(Referring expression pointing data)

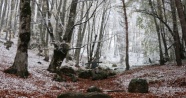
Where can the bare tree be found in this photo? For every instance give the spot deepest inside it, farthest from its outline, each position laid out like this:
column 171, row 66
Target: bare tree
column 127, row 39
column 20, row 64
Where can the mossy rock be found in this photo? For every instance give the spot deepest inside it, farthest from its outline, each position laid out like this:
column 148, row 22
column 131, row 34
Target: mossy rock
column 67, row 70
column 114, row 65
column 59, row 78
column 100, row 76
column 138, row 86
column 83, row 95
column 85, row 74
column 94, row 89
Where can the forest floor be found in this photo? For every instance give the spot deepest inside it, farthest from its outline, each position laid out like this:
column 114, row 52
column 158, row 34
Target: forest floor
column 167, row 81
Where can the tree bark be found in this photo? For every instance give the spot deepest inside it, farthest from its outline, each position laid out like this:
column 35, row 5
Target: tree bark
column 158, row 33
column 181, row 17
column 62, row 49
column 20, row 64
column 176, row 34
column 127, row 39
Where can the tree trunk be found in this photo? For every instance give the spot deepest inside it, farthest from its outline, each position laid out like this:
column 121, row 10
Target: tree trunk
column 159, row 36
column 127, row 39
column 181, row 17
column 80, row 37
column 3, row 14
column 62, row 49
column 20, row 64
column 176, row 34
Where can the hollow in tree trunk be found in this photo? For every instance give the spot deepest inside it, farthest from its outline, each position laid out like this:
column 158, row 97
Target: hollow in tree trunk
column 20, row 64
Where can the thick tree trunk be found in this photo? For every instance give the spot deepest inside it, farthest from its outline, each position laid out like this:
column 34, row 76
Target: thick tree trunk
column 127, row 39
column 161, row 61
column 20, row 64
column 3, row 14
column 63, row 48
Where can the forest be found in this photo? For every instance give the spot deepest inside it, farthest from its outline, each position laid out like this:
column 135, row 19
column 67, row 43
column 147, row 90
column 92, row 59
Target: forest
column 92, row 48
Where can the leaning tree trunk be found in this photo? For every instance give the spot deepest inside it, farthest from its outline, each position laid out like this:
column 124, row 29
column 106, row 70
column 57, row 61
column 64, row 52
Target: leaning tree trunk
column 20, row 64
column 61, row 49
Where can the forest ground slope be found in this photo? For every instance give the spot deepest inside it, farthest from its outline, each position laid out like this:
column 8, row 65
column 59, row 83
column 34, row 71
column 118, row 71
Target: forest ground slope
column 164, row 81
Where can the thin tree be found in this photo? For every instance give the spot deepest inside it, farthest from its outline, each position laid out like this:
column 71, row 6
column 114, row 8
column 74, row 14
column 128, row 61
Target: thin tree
column 20, row 64
column 127, row 39
column 181, row 17
column 176, row 34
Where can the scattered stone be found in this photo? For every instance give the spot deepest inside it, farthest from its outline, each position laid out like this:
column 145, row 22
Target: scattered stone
column 138, row 86
column 94, row 89
column 99, row 76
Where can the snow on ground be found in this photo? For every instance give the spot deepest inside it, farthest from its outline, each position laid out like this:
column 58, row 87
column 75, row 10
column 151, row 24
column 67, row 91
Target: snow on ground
column 40, row 79
column 163, row 80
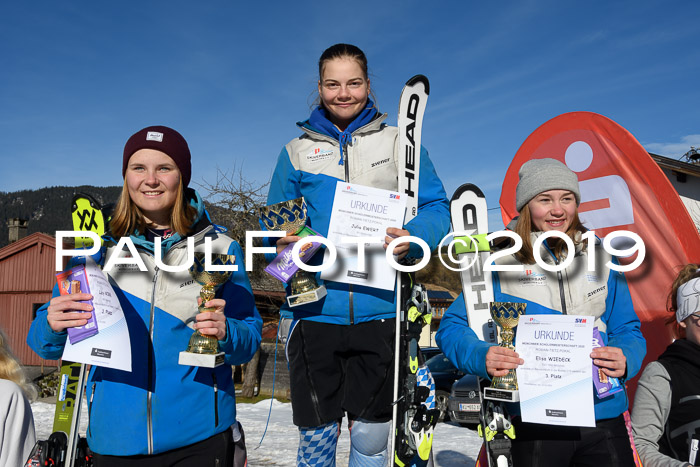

[WHAT YOU SHOULD DO] Your copy should run from the line that has "column 151, row 24" through the last line above, exactly, with both ends in and pictures out.

[OUTPUT BELOW]
column 151, row 24
column 67, row 91
Target: snow on ground
column 40, row 79
column 163, row 80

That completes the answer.